Task |
Lay out the part of the records that opens with the line containing "If you could mark the shrine" and closes with the line containing "<point>267,214</point>" as a Markdown table with the columns No. and Line. Give each line its own numbered row and skip any blank lines.

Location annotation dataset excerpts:
>> START
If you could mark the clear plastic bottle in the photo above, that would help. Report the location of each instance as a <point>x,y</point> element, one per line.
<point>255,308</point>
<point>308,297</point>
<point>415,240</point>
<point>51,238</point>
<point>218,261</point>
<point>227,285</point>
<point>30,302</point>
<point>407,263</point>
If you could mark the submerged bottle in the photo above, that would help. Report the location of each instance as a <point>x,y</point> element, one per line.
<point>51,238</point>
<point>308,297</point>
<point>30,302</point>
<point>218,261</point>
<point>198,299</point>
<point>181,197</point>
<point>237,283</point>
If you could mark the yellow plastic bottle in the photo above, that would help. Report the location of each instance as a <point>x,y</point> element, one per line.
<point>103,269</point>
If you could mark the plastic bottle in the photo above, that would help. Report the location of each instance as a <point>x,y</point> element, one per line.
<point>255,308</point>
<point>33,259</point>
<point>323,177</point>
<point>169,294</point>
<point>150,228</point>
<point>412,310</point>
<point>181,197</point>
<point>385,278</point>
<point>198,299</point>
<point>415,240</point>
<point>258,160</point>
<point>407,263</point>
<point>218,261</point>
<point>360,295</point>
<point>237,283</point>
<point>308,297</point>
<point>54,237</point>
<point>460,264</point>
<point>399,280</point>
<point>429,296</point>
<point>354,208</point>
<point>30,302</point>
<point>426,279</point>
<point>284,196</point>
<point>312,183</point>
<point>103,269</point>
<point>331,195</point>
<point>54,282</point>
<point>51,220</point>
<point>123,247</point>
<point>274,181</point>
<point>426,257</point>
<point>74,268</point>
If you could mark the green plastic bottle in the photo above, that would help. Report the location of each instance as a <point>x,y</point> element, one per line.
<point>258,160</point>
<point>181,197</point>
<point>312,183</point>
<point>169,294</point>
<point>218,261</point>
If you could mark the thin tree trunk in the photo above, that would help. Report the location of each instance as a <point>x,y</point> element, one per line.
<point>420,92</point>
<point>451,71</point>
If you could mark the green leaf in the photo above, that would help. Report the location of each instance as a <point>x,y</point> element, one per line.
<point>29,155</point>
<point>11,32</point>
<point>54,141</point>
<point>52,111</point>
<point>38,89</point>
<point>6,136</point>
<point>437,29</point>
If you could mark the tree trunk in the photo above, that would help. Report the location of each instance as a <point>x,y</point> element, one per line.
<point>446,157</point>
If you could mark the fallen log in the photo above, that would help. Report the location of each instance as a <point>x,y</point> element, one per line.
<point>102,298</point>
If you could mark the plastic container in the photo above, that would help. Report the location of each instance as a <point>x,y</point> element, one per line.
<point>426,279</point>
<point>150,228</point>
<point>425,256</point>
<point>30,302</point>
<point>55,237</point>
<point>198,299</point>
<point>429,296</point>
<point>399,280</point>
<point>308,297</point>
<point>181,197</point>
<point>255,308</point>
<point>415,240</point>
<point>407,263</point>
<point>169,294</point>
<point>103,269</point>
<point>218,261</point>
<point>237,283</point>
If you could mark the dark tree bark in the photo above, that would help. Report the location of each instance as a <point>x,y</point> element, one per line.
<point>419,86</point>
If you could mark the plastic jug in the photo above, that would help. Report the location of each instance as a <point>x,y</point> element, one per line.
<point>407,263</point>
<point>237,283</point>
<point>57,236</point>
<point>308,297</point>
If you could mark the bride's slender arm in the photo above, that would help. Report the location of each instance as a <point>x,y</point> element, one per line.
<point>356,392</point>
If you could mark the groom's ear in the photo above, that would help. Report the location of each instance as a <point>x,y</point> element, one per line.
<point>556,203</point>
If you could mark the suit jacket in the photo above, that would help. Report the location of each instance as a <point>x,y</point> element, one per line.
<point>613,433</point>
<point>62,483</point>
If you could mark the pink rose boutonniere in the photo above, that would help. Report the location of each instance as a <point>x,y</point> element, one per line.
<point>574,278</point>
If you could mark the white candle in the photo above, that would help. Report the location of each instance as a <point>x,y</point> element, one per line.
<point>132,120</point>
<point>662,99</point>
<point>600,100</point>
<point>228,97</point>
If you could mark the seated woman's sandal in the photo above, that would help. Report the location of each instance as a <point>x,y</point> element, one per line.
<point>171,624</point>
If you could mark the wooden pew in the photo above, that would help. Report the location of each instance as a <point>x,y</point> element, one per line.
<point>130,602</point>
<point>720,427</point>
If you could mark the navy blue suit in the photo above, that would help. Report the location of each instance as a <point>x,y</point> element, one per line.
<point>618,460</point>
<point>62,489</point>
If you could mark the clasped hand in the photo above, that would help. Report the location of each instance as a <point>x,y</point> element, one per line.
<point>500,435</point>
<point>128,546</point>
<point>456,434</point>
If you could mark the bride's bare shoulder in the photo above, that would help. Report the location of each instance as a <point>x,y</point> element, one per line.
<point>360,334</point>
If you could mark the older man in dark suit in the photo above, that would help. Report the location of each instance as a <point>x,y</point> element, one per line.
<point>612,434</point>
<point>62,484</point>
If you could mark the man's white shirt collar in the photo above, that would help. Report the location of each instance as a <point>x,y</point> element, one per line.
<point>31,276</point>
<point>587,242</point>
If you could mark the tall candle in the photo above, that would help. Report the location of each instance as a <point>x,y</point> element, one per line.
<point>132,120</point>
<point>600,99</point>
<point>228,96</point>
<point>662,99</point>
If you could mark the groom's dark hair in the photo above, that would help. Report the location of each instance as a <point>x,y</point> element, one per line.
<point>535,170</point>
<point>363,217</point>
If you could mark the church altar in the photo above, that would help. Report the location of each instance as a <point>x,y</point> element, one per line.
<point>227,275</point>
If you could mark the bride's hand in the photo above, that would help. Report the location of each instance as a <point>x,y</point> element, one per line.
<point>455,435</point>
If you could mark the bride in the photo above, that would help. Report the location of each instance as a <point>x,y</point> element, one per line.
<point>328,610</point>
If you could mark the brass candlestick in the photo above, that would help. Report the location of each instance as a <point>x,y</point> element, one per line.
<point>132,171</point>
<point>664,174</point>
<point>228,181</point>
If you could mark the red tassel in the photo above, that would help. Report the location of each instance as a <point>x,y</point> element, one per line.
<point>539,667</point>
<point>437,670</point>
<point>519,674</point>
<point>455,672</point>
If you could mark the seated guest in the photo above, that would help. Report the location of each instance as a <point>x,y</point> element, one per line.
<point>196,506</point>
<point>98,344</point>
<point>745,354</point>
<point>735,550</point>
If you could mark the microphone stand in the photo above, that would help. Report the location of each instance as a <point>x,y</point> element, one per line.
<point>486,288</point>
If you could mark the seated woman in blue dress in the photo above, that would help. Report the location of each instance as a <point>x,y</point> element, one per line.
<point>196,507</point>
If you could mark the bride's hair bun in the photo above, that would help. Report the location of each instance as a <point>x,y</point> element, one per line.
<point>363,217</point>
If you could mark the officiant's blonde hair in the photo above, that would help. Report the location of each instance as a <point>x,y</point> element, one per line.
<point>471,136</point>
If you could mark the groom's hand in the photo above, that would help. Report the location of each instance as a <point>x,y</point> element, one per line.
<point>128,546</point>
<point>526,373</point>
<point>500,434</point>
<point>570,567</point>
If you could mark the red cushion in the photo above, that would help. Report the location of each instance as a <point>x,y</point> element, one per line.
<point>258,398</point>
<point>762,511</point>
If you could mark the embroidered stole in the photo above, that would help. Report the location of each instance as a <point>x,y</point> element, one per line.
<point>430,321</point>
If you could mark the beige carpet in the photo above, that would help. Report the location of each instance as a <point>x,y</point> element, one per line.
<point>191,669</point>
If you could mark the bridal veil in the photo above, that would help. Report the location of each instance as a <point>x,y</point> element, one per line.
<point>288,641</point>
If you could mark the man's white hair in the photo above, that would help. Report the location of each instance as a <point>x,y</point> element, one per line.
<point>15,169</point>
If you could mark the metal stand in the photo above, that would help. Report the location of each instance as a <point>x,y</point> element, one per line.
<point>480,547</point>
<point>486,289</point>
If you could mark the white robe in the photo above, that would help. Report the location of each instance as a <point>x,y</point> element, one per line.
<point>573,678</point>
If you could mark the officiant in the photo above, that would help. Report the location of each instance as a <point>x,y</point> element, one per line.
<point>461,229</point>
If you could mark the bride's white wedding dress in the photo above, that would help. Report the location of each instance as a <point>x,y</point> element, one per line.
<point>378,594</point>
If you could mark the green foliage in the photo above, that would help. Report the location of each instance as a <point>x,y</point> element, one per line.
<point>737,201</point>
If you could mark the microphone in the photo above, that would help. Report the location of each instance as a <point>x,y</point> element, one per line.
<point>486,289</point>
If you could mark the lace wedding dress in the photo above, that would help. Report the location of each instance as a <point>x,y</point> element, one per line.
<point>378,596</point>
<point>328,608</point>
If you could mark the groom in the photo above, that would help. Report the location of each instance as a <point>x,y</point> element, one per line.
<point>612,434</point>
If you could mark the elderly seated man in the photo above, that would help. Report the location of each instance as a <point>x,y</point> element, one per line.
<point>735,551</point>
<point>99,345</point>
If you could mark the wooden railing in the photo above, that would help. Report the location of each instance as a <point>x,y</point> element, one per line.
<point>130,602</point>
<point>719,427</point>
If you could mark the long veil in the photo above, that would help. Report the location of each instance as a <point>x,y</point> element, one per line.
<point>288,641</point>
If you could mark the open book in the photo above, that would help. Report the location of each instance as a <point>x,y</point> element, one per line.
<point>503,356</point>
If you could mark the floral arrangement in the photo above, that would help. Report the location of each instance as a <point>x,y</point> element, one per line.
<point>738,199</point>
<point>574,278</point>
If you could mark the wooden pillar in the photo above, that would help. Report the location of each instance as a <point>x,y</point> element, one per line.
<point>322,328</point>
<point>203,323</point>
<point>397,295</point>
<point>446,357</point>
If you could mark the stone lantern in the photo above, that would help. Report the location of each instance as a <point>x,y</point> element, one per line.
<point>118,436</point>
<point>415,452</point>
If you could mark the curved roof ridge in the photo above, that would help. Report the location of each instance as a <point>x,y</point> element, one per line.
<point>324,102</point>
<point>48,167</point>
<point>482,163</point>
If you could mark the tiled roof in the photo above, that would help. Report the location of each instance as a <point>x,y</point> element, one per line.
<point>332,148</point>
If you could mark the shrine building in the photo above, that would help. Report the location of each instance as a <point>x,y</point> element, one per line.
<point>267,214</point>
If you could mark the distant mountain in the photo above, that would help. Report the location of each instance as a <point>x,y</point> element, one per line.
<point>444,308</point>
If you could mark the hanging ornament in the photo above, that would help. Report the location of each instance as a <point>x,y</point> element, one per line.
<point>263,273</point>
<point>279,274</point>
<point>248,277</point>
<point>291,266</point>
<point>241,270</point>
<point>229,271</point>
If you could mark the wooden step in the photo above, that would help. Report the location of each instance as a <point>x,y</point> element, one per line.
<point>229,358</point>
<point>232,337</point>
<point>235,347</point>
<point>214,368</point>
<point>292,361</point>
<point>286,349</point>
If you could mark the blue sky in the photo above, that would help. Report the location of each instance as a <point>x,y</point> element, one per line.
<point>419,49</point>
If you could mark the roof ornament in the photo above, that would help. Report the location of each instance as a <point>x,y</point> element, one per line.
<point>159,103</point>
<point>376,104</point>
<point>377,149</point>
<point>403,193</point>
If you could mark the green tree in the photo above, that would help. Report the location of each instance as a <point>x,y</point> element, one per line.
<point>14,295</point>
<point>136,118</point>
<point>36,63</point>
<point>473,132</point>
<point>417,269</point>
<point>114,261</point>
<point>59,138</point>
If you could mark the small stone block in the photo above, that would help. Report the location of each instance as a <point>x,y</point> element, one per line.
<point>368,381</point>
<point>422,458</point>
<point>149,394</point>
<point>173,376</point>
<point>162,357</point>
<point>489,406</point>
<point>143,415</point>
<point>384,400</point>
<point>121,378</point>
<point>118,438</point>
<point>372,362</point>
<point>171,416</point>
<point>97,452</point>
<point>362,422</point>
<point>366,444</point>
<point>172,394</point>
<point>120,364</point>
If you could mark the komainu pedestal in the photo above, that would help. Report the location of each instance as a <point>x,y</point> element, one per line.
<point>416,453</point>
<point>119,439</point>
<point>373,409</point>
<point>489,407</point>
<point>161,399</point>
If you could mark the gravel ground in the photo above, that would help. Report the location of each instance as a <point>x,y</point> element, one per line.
>> END
Answer |
| No. | Line |
|---|---|
| 1 | If you could mark the shrine building in the photo above, that would help. Report the location of each instance as a <point>x,y</point> element, one per line. |
| 2 | <point>267,214</point> |